Instructions for the task :: Without any pictures, reproduce exactly the lines running from the line containing "Target: dark reflection of structure" through the end of the entries.

(Collected data entries)
——
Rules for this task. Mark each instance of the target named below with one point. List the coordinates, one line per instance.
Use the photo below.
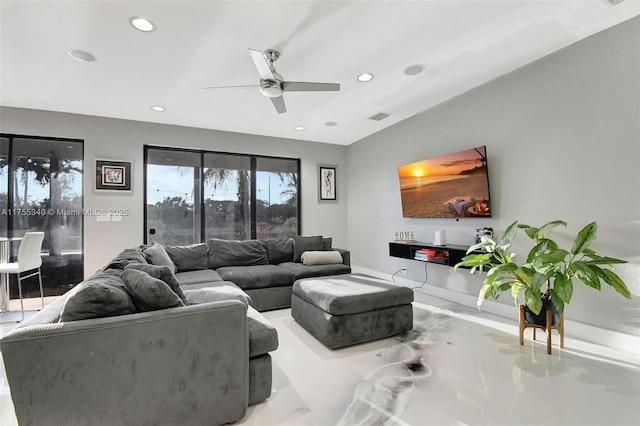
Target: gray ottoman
(344, 310)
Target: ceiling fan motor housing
(272, 88)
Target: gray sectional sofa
(264, 269)
(162, 335)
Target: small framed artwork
(113, 175)
(328, 183)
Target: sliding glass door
(173, 196)
(41, 190)
(277, 198)
(193, 196)
(227, 196)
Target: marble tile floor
(457, 367)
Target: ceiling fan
(273, 85)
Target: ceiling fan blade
(279, 104)
(261, 65)
(231, 87)
(303, 86)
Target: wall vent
(379, 116)
(612, 2)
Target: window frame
(253, 190)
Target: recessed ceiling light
(414, 69)
(81, 55)
(142, 24)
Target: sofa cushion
(198, 277)
(323, 257)
(302, 244)
(149, 293)
(260, 276)
(304, 271)
(157, 255)
(263, 337)
(162, 273)
(279, 250)
(188, 258)
(236, 253)
(126, 257)
(101, 295)
(215, 292)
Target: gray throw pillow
(326, 243)
(188, 258)
(279, 250)
(101, 295)
(148, 293)
(162, 273)
(236, 253)
(302, 244)
(157, 255)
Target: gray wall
(122, 139)
(563, 142)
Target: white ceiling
(461, 44)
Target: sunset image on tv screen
(454, 185)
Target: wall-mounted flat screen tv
(454, 185)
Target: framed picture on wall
(328, 183)
(113, 175)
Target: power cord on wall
(396, 273)
(426, 275)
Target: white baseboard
(588, 333)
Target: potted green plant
(546, 276)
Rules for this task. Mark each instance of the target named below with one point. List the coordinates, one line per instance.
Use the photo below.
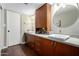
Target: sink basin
(59, 36)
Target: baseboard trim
(23, 42)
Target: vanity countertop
(73, 41)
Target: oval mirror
(66, 16)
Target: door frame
(6, 26)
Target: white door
(13, 28)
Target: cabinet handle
(38, 49)
(54, 44)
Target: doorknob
(8, 30)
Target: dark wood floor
(18, 50)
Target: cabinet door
(65, 50)
(37, 45)
(29, 40)
(47, 47)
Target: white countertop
(71, 41)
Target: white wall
(28, 23)
(73, 29)
(1, 29)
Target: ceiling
(26, 8)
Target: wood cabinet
(46, 47)
(43, 17)
(65, 50)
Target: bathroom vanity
(45, 46)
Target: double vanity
(48, 45)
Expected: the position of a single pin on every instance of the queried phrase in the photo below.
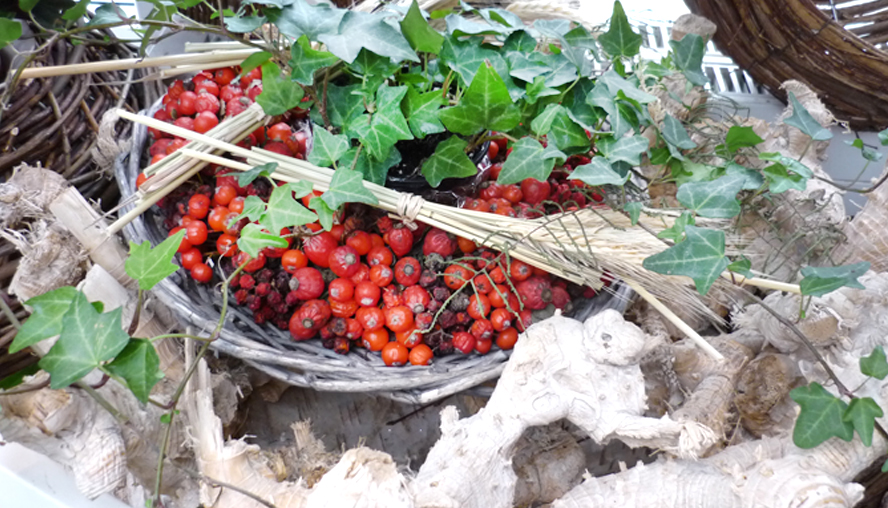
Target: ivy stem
(136, 315)
(102, 402)
(9, 314)
(164, 446)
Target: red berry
(202, 273)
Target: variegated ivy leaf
(620, 41)
(279, 94)
(716, 199)
(486, 105)
(529, 159)
(284, 211)
(687, 55)
(626, 149)
(305, 61)
(347, 186)
(701, 256)
(87, 339)
(448, 161)
(418, 33)
(386, 126)
(327, 148)
(675, 134)
(253, 239)
(359, 30)
(598, 172)
(421, 111)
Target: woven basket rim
(300, 363)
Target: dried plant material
(762, 394)
(548, 463)
(28, 193)
(866, 235)
(50, 259)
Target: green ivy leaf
(279, 95)
(373, 70)
(485, 105)
(247, 177)
(299, 18)
(867, 152)
(254, 208)
(87, 339)
(448, 161)
(374, 171)
(803, 121)
(387, 125)
(741, 266)
(675, 134)
(139, 365)
(418, 33)
(819, 281)
(529, 159)
(577, 107)
(149, 266)
(542, 123)
(620, 41)
(701, 256)
(752, 179)
(253, 239)
(633, 208)
(284, 211)
(562, 71)
(344, 104)
(687, 55)
(553, 28)
(327, 148)
(875, 365)
(253, 61)
(466, 57)
(820, 418)
(305, 61)
(10, 30)
(519, 41)
(364, 30)
(46, 320)
(77, 12)
(526, 66)
(627, 149)
(716, 199)
(862, 414)
(567, 135)
(538, 89)
(324, 212)
(105, 15)
(27, 5)
(244, 24)
(459, 26)
(741, 137)
(421, 111)
(616, 83)
(788, 162)
(676, 232)
(347, 186)
(781, 181)
(598, 172)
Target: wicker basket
(806, 40)
(305, 363)
(55, 122)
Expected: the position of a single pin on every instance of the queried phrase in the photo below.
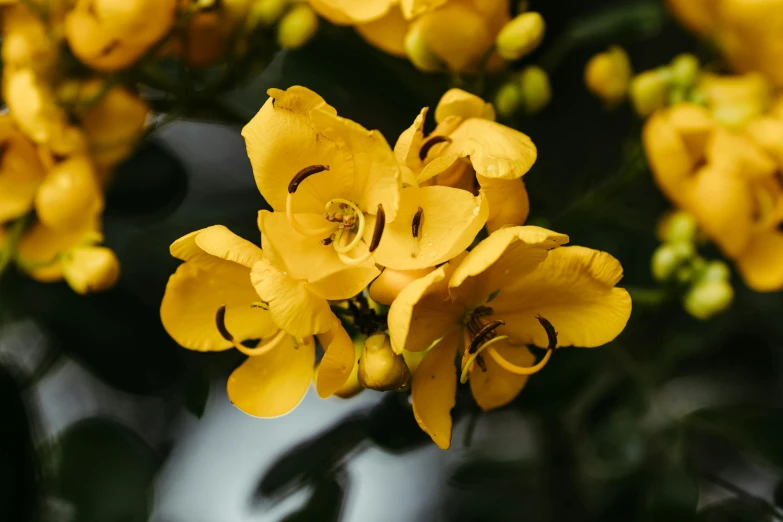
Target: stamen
(484, 333)
(425, 148)
(380, 222)
(303, 175)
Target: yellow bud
(520, 36)
(90, 269)
(380, 368)
(69, 195)
(649, 91)
(708, 298)
(536, 90)
(390, 283)
(607, 75)
(297, 27)
(508, 99)
(419, 53)
(685, 70)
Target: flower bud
(536, 90)
(607, 75)
(297, 27)
(520, 36)
(90, 269)
(708, 298)
(390, 283)
(649, 91)
(380, 368)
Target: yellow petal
(434, 389)
(464, 105)
(496, 387)
(387, 33)
(508, 202)
(450, 220)
(272, 384)
(507, 253)
(193, 296)
(306, 259)
(496, 151)
(422, 313)
(338, 361)
(574, 289)
(293, 306)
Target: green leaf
(106, 472)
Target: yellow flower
(470, 151)
(327, 179)
(109, 35)
(726, 177)
(208, 306)
(21, 172)
(515, 288)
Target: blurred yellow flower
(469, 150)
(515, 288)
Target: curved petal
(272, 384)
(434, 389)
(293, 306)
(506, 254)
(496, 151)
(496, 387)
(450, 220)
(456, 102)
(193, 296)
(422, 313)
(573, 288)
(508, 202)
(338, 361)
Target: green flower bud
(708, 298)
(520, 36)
(297, 27)
(536, 90)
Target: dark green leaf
(106, 472)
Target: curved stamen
(303, 175)
(380, 223)
(425, 148)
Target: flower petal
(272, 384)
(193, 296)
(434, 389)
(293, 306)
(450, 220)
(338, 361)
(496, 387)
(573, 288)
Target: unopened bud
(536, 90)
(90, 269)
(708, 298)
(520, 36)
(650, 91)
(608, 75)
(297, 27)
(380, 368)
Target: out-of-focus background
(105, 418)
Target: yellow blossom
(517, 287)
(469, 150)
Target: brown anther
(380, 223)
(425, 148)
(486, 332)
(303, 175)
(416, 223)
(550, 332)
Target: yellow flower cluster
(348, 213)
(722, 163)
(454, 35)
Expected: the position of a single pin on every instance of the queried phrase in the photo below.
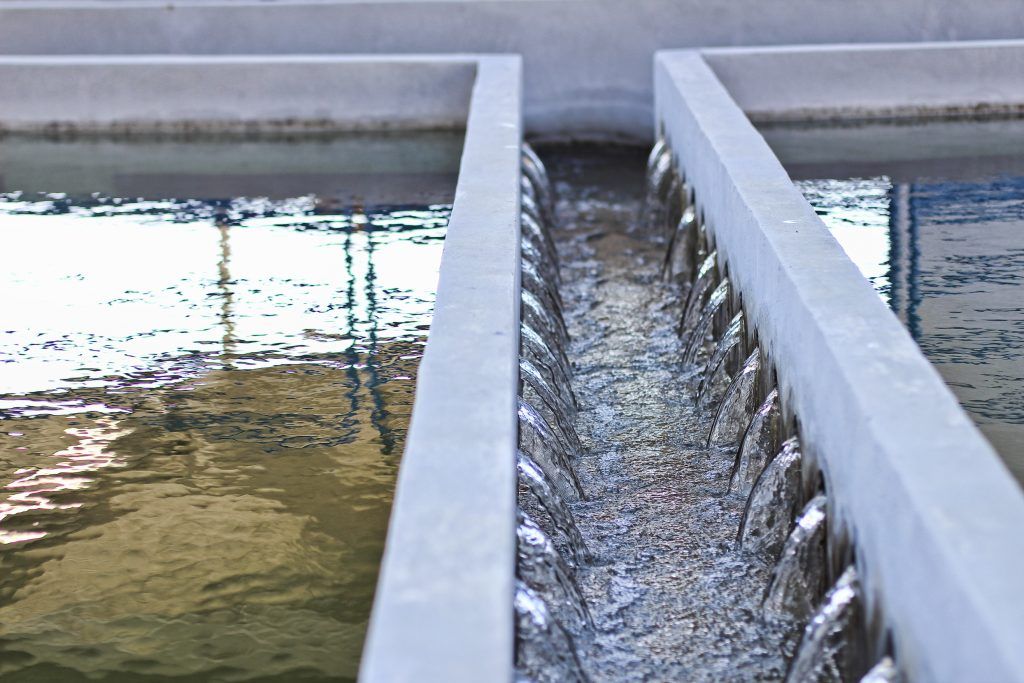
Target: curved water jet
(556, 400)
(729, 341)
(698, 335)
(542, 319)
(737, 403)
(759, 444)
(680, 257)
(562, 521)
(534, 348)
(702, 282)
(885, 671)
(772, 504)
(539, 440)
(800, 574)
(543, 568)
(546, 652)
(830, 650)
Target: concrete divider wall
(587, 61)
(443, 608)
(934, 515)
(233, 92)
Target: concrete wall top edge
(875, 80)
(579, 54)
(933, 512)
(196, 92)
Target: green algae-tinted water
(933, 214)
(204, 396)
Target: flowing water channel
(671, 525)
(933, 214)
(208, 353)
(662, 590)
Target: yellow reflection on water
(200, 436)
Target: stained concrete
(587, 62)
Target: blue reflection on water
(948, 258)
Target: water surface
(208, 352)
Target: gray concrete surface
(933, 513)
(799, 83)
(443, 605)
(183, 93)
(587, 61)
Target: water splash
(535, 228)
(539, 317)
(546, 652)
(537, 438)
(537, 251)
(759, 444)
(543, 568)
(541, 288)
(701, 285)
(659, 176)
(541, 195)
(772, 504)
(680, 257)
(557, 371)
(705, 328)
(534, 169)
(830, 649)
(800, 575)
(730, 340)
(538, 483)
(737, 403)
(885, 671)
(554, 409)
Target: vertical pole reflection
(226, 296)
(350, 421)
(903, 257)
(378, 416)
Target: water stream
(669, 494)
(671, 595)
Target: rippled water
(933, 215)
(671, 595)
(203, 403)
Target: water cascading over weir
(682, 532)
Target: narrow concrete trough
(932, 513)
(443, 605)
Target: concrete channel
(932, 514)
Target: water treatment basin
(208, 357)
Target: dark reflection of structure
(379, 413)
(226, 296)
(904, 257)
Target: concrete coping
(932, 512)
(443, 608)
(283, 93)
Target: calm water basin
(933, 214)
(208, 355)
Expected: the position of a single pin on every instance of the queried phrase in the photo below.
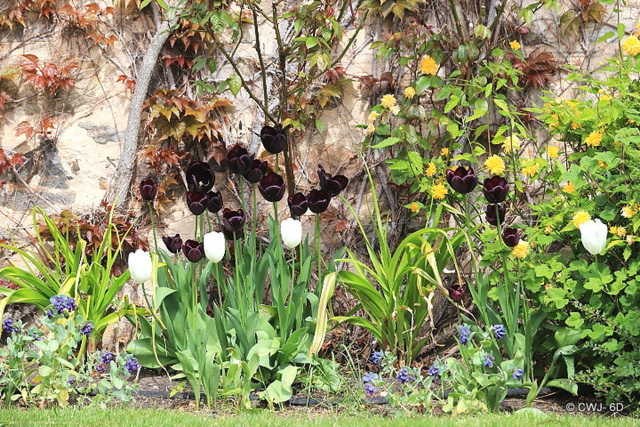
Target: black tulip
(511, 236)
(273, 139)
(193, 250)
(491, 214)
(239, 160)
(256, 171)
(318, 200)
(297, 204)
(200, 177)
(214, 201)
(272, 187)
(197, 202)
(456, 292)
(173, 244)
(495, 189)
(333, 184)
(148, 190)
(462, 180)
(232, 223)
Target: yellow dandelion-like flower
(512, 143)
(431, 169)
(569, 188)
(530, 171)
(628, 212)
(428, 65)
(631, 46)
(521, 250)
(438, 191)
(409, 92)
(594, 139)
(580, 218)
(495, 165)
(388, 101)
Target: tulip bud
(148, 190)
(462, 180)
(594, 236)
(140, 265)
(291, 231)
(214, 246)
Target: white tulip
(594, 236)
(214, 246)
(140, 265)
(291, 231)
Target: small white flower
(214, 246)
(594, 236)
(140, 265)
(291, 231)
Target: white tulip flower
(140, 265)
(214, 246)
(594, 236)
(291, 231)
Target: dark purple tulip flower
——
Result ::
Target: dark reflection of structure
(379, 413)
(226, 296)
(904, 257)
Target: concrete coping
(932, 512)
(443, 608)
(283, 93)
Target: calm water basin
(933, 214)
(208, 355)
Expected: the position of a single pin on every instance of the queried phrase in the photo below.
Target: black tulip
(511, 236)
(273, 139)
(193, 250)
(491, 214)
(239, 160)
(256, 171)
(318, 200)
(297, 204)
(200, 177)
(214, 201)
(272, 187)
(197, 202)
(456, 292)
(173, 244)
(495, 189)
(333, 184)
(148, 190)
(462, 180)
(232, 223)
Target: yellow dandelion-like flower
(512, 143)
(431, 169)
(569, 188)
(530, 171)
(628, 212)
(428, 65)
(631, 46)
(521, 250)
(438, 191)
(409, 92)
(594, 139)
(580, 218)
(495, 165)
(388, 101)
Target: tulip bud
(148, 190)
(462, 180)
(594, 236)
(140, 265)
(291, 231)
(214, 246)
Target: white tulip
(594, 236)
(214, 246)
(140, 265)
(291, 231)
Target: small white flower
(214, 246)
(594, 236)
(140, 265)
(291, 231)
Target: white tulip flower
(140, 265)
(214, 246)
(594, 236)
(291, 231)
Target: dark purple tulip flower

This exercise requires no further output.